Rename "frog's foot" to "frog's hind foot" in the data from the line containing "the frog's foot" through the line containing "446), (500, 450)]", inclusive, and leave everything else as it is. Omit the pictures from your answer.

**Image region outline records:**

——

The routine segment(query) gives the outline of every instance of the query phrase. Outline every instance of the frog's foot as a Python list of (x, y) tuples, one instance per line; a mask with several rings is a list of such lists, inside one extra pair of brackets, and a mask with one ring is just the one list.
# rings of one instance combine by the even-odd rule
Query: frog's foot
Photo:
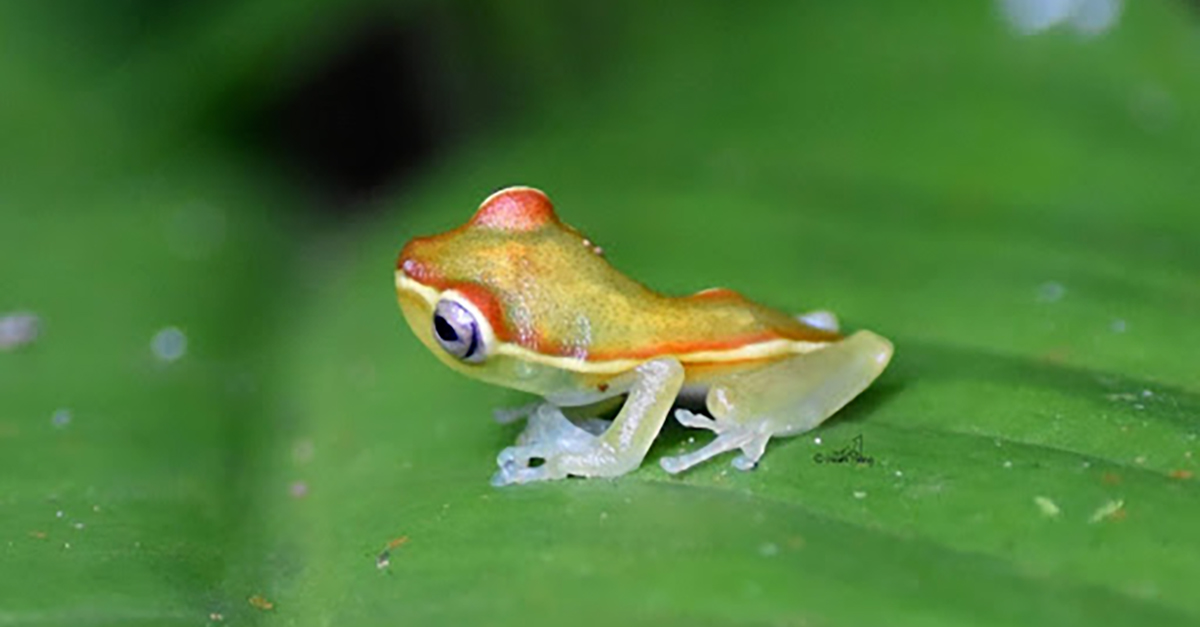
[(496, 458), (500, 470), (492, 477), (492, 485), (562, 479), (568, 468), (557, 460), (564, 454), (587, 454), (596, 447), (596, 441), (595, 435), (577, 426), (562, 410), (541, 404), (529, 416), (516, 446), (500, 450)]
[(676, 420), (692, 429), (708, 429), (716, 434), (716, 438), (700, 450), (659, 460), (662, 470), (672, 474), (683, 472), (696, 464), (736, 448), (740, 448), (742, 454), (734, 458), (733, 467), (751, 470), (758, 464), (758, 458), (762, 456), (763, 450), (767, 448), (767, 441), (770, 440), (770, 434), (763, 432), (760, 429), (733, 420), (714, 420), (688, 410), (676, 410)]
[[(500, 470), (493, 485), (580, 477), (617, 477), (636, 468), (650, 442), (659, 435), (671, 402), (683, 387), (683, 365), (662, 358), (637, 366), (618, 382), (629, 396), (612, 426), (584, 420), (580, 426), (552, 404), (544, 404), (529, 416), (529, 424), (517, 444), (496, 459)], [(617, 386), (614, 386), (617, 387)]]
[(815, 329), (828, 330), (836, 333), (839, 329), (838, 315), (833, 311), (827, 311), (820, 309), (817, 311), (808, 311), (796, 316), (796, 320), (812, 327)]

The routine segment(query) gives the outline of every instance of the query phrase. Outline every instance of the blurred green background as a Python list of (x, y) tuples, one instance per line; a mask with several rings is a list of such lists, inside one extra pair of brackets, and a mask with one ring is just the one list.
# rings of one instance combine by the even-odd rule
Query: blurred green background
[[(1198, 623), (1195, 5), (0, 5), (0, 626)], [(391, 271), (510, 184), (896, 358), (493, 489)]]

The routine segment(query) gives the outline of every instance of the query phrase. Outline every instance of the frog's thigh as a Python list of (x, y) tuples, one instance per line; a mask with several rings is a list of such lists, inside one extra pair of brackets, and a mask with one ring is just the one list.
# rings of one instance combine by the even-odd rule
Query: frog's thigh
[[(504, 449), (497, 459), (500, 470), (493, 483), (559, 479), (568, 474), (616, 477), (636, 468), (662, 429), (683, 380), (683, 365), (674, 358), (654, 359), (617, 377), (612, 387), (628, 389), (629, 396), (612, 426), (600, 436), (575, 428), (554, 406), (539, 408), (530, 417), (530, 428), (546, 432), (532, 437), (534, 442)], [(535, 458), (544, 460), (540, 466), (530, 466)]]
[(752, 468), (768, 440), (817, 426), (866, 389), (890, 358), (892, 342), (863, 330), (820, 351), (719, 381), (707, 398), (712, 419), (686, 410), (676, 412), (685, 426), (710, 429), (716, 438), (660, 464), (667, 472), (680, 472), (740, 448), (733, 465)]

——

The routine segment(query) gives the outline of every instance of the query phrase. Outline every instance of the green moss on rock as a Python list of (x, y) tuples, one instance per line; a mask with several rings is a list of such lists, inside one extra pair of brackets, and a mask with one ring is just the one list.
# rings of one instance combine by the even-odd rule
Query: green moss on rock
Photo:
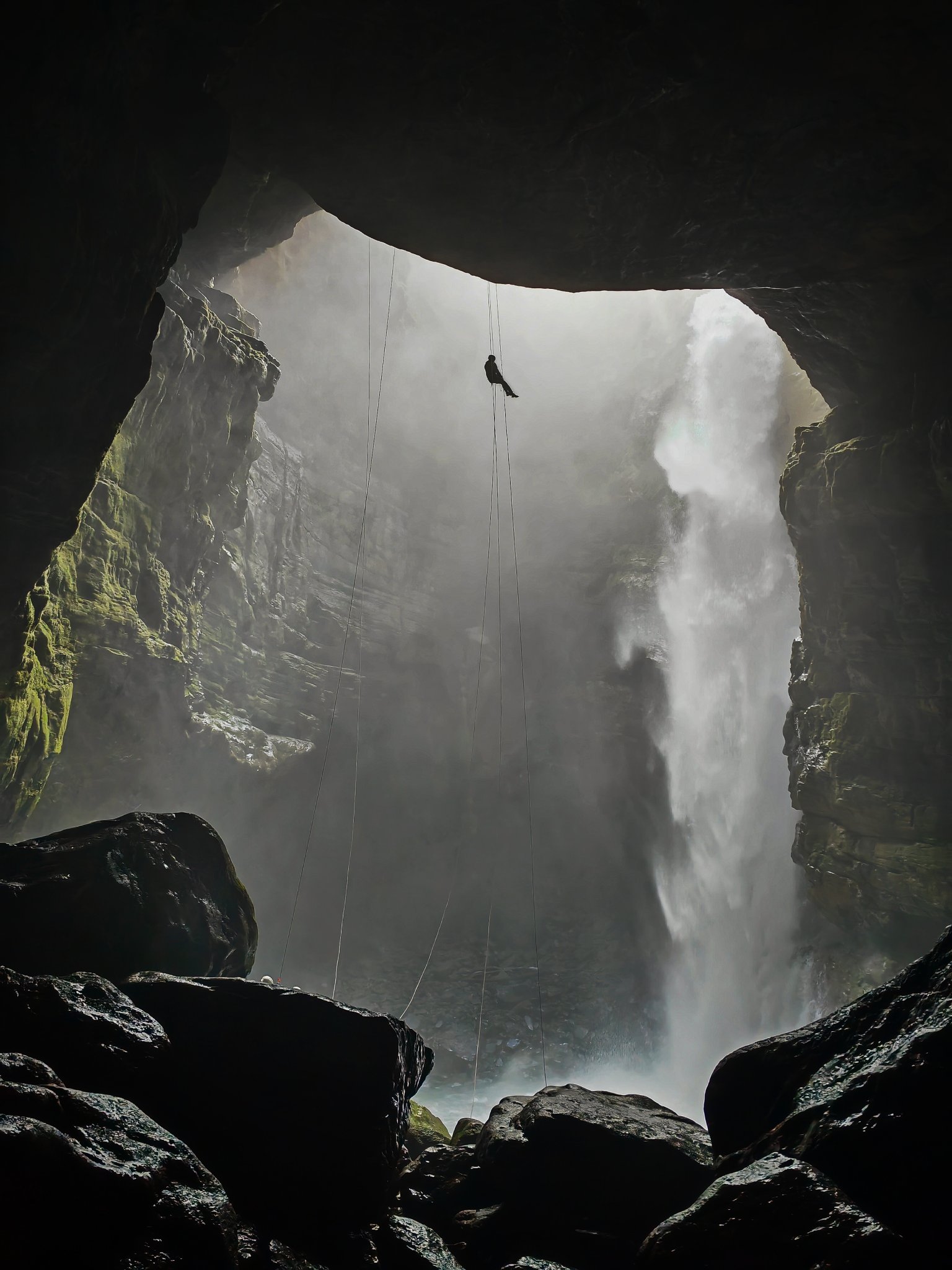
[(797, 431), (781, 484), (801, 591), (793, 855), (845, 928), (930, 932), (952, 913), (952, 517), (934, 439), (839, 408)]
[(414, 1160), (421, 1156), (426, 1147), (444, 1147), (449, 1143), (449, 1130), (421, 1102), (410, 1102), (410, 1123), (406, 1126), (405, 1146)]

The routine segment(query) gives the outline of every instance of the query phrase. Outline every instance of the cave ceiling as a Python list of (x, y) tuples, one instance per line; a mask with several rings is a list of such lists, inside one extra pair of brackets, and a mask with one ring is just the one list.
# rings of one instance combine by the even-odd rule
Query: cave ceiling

——

**Output of the task:**
The routine segment(query) gives the outline of every instance of the query phrase. Outline every instance of the frog's hind foot as a Python list of (x, y) tuples, one instance per line; a mask with several rings is a list of such lists, inside one extra pair of brackets, and a mask with one ring is just the one list.
# rings of one instance combine by the even-odd rule
Query: frog's hind foot
Photo:
[(496, 458), (500, 470), (492, 477), (492, 485), (562, 479), (568, 468), (557, 460), (564, 454), (587, 454), (596, 447), (596, 441), (595, 435), (577, 426), (562, 410), (541, 404), (529, 416), (516, 446), (500, 450)]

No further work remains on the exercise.